Top of EXCERPTED TEXT

In general, these types of hospitals, colleges and universities are not subject to the excise tax on executive compensation in excess of $1 million unless they also apply and receive tax-exempt status as charitable organizations described in section 501(c)(3). As a result, these quasi-state entities may wish to consider the disadvantages of voluntarily terminating their 501(c)(3) status,4 accomplished by a letter to the IRS documenting that the organization is not otherwise subject to income tax, against the advantages of being exempt from this new excise tax (and, in the case of hospitals, perhaps as an added bonus, from section 501(r) and its extensive regulatory regime5).
 
“Remuneration” - What Types of Compensation Are Subject to the 21% Excise Tax, and What Types Are Not?
 
Wages in General
 
Remuneration subject to the excise tax means wages (as defined in section 3401(a)) and includes all cash and compensation in any medium other than cash, except for payments to a tax-qualified pension or profit-sharing plan or other amounts that are excludable from the employee’s gross income.6 It also includes amounts paid with respect to the employment of such employee by a person or governmental entity that is related to the applicable tax-exempt organization. Importantly, a health system with multiple tax-exempt subsidiaries will be exposed to the excise tax for both the parent corporation as well as each tax-exempt subsidiary, and the use of a common paymaster does not avoid the tax exposure.
 
An important issue is the time period over which wages are measured for purposes of determining whether the $1 million threshold is measured. This issue arises because tax-exempt organizations are required to have an annual accounting period that is either the calendar year ending on December 31st or a fiscal year that ends on the last day of a month other than December. These annual accounting periods are referred to as a taxpayer’s “taxable years.”7 Individuals who are employees of a tax-exempt organization, on the other hand, are required to use the calendar year as their annual accounting period.

Bottom of EXCERPTED TEXT
Top of RECORDED INFORMATION

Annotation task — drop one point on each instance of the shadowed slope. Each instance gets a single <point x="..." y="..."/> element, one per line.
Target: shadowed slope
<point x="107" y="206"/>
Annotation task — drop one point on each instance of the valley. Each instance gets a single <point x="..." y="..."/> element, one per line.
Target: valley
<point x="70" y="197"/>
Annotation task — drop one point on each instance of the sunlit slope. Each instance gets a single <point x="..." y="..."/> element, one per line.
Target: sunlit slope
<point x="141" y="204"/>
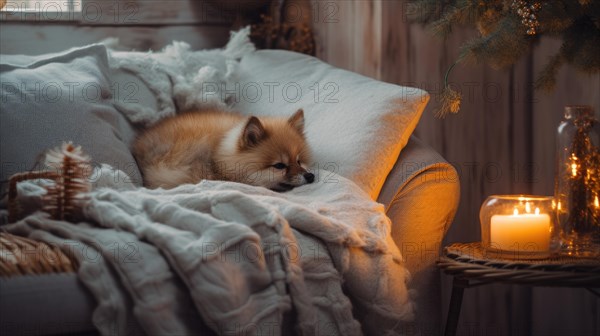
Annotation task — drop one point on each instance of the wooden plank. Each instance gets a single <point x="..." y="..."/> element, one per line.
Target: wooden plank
<point x="125" y="12"/>
<point x="333" y="23"/>
<point x="39" y="39"/>
<point x="367" y="48"/>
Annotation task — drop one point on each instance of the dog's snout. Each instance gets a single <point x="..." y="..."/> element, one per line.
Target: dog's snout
<point x="310" y="177"/>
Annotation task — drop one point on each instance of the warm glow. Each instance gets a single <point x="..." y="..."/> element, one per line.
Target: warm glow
<point x="574" y="165"/>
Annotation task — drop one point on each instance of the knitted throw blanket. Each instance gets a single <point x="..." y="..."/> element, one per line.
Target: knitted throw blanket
<point x="233" y="258"/>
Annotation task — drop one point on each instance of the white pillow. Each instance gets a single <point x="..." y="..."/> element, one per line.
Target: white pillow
<point x="355" y="125"/>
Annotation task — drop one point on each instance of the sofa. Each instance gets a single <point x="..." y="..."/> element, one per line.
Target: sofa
<point x="418" y="189"/>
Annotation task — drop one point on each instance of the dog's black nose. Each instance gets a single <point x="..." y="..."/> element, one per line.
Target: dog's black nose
<point x="310" y="177"/>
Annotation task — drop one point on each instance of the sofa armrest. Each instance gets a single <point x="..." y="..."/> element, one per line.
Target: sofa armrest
<point x="421" y="196"/>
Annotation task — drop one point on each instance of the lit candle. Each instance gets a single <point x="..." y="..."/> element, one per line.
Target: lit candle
<point x="521" y="232"/>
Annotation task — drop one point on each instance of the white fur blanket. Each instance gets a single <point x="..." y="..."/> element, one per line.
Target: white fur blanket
<point x="239" y="258"/>
<point x="181" y="79"/>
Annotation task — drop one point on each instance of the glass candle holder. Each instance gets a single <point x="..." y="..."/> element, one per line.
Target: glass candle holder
<point x="519" y="226"/>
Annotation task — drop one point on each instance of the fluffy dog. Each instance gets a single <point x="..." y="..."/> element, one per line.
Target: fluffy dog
<point x="216" y="145"/>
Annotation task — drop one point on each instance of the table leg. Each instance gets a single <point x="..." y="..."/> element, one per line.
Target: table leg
<point x="458" y="288"/>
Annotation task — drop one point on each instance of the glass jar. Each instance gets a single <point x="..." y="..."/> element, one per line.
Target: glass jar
<point x="519" y="226"/>
<point x="577" y="182"/>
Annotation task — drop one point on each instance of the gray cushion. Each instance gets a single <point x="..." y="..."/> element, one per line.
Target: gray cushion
<point x="46" y="100"/>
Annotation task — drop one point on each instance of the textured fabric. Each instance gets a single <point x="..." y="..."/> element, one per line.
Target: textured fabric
<point x="355" y="125"/>
<point x="182" y="79"/>
<point x="421" y="196"/>
<point x="233" y="248"/>
<point x="63" y="97"/>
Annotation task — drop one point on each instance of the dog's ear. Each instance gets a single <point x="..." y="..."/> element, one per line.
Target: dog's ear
<point x="253" y="134"/>
<point x="297" y="121"/>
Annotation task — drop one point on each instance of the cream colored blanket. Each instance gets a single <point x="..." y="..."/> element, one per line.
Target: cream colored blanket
<point x="236" y="258"/>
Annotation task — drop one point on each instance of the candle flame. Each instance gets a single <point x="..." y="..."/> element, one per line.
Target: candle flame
<point x="574" y="165"/>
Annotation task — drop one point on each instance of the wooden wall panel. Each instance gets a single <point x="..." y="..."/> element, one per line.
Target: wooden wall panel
<point x="139" y="25"/>
<point x="501" y="142"/>
<point x="40" y="39"/>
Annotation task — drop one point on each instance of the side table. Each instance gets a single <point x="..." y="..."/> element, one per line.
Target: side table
<point x="471" y="266"/>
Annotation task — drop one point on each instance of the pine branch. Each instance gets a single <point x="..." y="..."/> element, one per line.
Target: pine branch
<point x="501" y="48"/>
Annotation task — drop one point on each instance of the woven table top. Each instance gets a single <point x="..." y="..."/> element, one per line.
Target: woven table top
<point x="472" y="262"/>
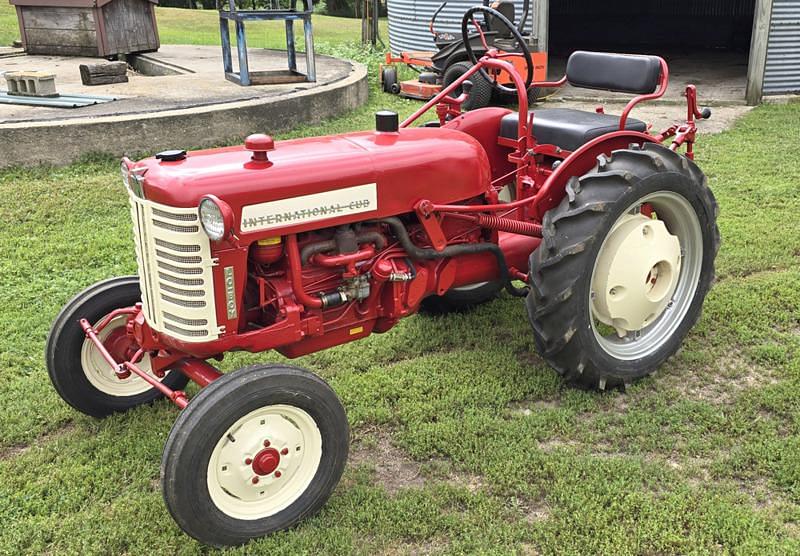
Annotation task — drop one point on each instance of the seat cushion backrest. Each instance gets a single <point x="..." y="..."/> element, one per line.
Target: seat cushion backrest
<point x="621" y="73"/>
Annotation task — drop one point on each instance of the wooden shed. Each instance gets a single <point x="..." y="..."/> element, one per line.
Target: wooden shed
<point x="97" y="28"/>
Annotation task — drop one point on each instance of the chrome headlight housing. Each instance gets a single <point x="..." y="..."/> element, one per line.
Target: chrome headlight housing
<point x="132" y="178"/>
<point x="216" y="217"/>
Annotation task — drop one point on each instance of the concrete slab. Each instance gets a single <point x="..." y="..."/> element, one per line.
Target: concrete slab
<point x="196" y="107"/>
<point x="201" y="83"/>
<point x="721" y="79"/>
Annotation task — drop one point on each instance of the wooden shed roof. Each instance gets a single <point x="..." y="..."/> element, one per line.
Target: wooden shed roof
<point x="67" y="3"/>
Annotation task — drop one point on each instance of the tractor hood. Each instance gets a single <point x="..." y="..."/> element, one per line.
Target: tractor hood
<point x="324" y="181"/>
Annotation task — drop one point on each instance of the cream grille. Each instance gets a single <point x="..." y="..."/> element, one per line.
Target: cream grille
<point x="175" y="271"/>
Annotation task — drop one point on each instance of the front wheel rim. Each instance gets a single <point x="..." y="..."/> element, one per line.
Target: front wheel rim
<point x="681" y="221"/>
<point x="100" y="374"/>
<point x="264" y="462"/>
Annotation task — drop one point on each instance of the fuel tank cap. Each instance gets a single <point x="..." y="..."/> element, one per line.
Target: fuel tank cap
<point x="386" y="121"/>
<point x="171" y="156"/>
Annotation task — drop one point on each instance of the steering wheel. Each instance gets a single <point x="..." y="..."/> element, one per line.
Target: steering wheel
<point x="526" y="53"/>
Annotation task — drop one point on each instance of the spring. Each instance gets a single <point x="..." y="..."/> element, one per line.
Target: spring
<point x="508" y="225"/>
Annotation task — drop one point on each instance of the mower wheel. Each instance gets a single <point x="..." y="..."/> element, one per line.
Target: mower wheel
<point x="255" y="452"/>
<point x="461" y="299"/>
<point x="389" y="79"/>
<point x="77" y="370"/>
<point x="481" y="94"/>
<point x="625" y="263"/>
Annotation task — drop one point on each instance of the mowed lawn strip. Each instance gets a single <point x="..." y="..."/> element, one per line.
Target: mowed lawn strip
<point x="463" y="439"/>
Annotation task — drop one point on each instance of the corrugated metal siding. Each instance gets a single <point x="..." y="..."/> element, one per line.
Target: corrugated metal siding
<point x="409" y="20"/>
<point x="782" y="72"/>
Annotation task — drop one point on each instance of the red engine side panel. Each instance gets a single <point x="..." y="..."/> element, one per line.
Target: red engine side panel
<point x="442" y="165"/>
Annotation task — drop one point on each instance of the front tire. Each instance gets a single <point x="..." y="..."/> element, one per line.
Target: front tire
<point x="255" y="452"/>
<point x="624" y="266"/>
<point x="77" y="370"/>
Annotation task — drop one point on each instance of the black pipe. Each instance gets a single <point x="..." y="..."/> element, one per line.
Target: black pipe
<point x="329" y="245"/>
<point x="415" y="252"/>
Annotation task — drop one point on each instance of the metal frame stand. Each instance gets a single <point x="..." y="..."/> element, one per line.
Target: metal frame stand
<point x="245" y="77"/>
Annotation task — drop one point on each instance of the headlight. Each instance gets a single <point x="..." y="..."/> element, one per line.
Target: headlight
<point x="126" y="174"/>
<point x="216" y="217"/>
<point x="133" y="178"/>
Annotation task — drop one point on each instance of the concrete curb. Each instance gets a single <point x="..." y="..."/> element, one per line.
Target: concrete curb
<point x="60" y="142"/>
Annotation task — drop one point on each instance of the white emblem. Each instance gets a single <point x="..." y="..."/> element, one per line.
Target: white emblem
<point x="310" y="208"/>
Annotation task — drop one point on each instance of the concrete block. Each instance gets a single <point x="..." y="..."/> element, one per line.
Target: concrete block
<point x="31" y="83"/>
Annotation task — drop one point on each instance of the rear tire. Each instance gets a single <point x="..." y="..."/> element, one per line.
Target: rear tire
<point x="481" y="94"/>
<point x="562" y="303"/>
<point x="80" y="376"/>
<point x="255" y="452"/>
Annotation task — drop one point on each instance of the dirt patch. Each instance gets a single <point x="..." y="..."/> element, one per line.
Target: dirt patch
<point x="722" y="381"/>
<point x="394" y="470"/>
<point x="528" y="408"/>
<point x="433" y="546"/>
<point x="17" y="450"/>
<point x="535" y="511"/>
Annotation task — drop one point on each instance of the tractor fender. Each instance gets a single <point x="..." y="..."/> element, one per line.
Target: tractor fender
<point x="579" y="162"/>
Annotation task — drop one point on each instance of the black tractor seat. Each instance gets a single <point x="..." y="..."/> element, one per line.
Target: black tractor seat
<point x="567" y="128"/>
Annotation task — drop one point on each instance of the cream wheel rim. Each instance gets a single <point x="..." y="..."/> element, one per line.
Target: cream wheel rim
<point x="645" y="276"/>
<point x="264" y="462"/>
<point x="100" y="374"/>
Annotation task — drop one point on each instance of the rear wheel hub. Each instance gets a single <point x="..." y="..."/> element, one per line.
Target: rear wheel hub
<point x="266" y="461"/>
<point x="636" y="275"/>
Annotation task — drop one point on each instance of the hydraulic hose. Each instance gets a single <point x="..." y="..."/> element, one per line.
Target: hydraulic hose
<point x="416" y="252"/>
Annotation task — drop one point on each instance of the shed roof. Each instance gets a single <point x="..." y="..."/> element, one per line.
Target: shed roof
<point x="67" y="3"/>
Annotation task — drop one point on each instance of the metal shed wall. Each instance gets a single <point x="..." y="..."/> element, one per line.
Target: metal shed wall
<point x="782" y="70"/>
<point x="409" y="19"/>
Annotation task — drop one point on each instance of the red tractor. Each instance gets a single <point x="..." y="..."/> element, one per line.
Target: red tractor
<point x="301" y="245"/>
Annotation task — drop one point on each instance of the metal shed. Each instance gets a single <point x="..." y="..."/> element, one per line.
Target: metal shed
<point x="757" y="41"/>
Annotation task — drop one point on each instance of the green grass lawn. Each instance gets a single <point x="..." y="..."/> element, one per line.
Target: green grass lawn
<point x="463" y="439"/>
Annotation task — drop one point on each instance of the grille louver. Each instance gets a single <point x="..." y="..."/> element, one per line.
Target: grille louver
<point x="175" y="266"/>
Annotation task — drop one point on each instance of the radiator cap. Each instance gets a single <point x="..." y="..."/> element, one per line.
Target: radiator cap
<point x="386" y="121"/>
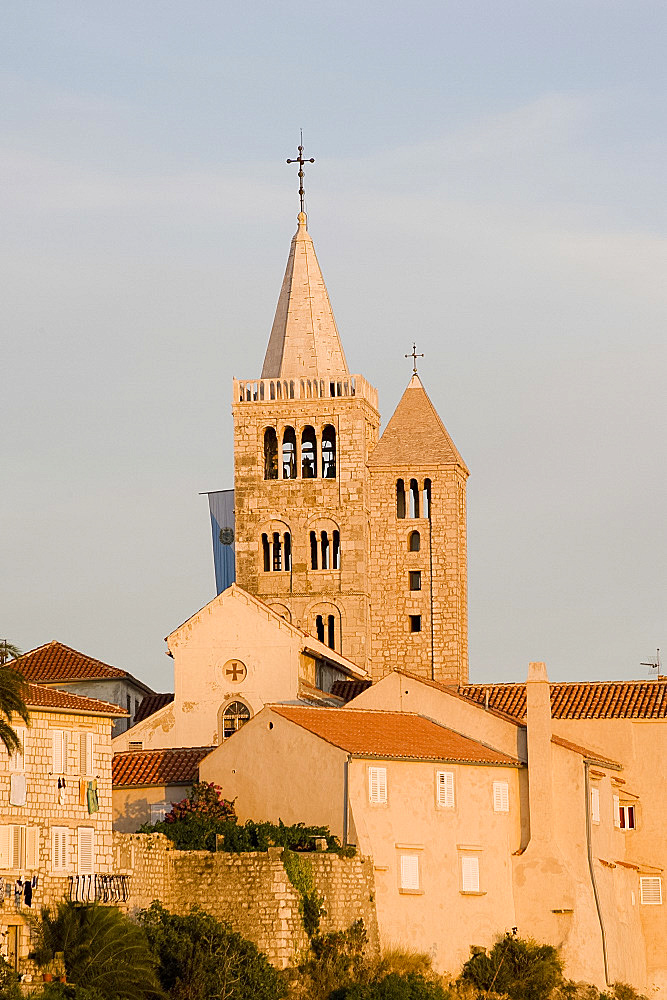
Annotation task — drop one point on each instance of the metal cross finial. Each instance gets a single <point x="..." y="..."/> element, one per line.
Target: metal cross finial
<point x="414" y="357"/>
<point x="300" y="160"/>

Bottom of RECORDED INFORMATION

> **TASK REQUIREMENTS**:
- a) List every tax code section cited in the text on the excise tax on executive compensation.
- b) Pick up the text on the excise tax on executive compensation right after its final sentence, and continue it.

> **YOUR WRITTEN ANSWERS**:
- a) 501(c)(3), 501(r), 3401(a)

- b)
 
The reporting of wages paid by a tax-exempt organization to its employees, including highly-compensated employees, is straight-forward if the organization uses the calendar year as its taxable year because Form W-2, Wage and Tax Statements, issued to employees are based on the employees’ calendar year as well and the organization files its annual Form 990, Return of Organization Exempt From Income Tax, based on the same calendar year. 
 
Confusion arises when the tax-exempt organization uses a fiscal year (such as a June 30 year-end), as do many colleges, universities and health care organizations. The organization is required to report compensation for current officers and key employees on its Form 990 in Part IX, Statement of Functional Expenses, Line 5, using the total compensation paid to such individuals for the organization’s fiscal year.8 However, for purposes of completing Part VII of the Form 990, Section A, and Schedule J, Compensation Information, Part II, the organization is required to use compensation that was paid during the calendar year that ends within the organization’s fiscal year and that was reported on the employees’ Forms W-2.  
 
Given that the statute specifically refers to remuneration paid “for the taxable year,” and it is the organization that is subject to the tax, rather than the employee, we believe that wages paid in the organization’s taxable year, and not those reflected on an employee’s Form W-2, should be used to determine whether a covered employee’s “remuneration” exceeded $1 million, subjecting the organization to a 21% excise tax on the excess.
 
Deferred amounts and earnings or losses in a nonqualified deferred compensation plan subject to section 457(f) are included in income at the time such amounts become vested or otherwise are no longer subject to a substantial risk of forfeiture and are treated as remuneration even if such amounts are not treated as wages. Consequently, the taxable year in which that happens should be the taxable year in which such amounts are added to other items treated as wages for purposes of determining whether the organization will be subject to the excise tax.
 
Non-Taxable Fringe Benefits
 
Section 3401(a) uses an expansive definition of “wages,” which is defined as “all remuneration for employment, including the cash value of all remuneration (including benefits) paid in any medium other than cash.” However, there are many statutory exclusions from income that are not subject to the excise tax because they are also excluded from the definition of wages, such as certain employer-provided meals and lodging (section 119) and non-taxable fringe benefits (section 132).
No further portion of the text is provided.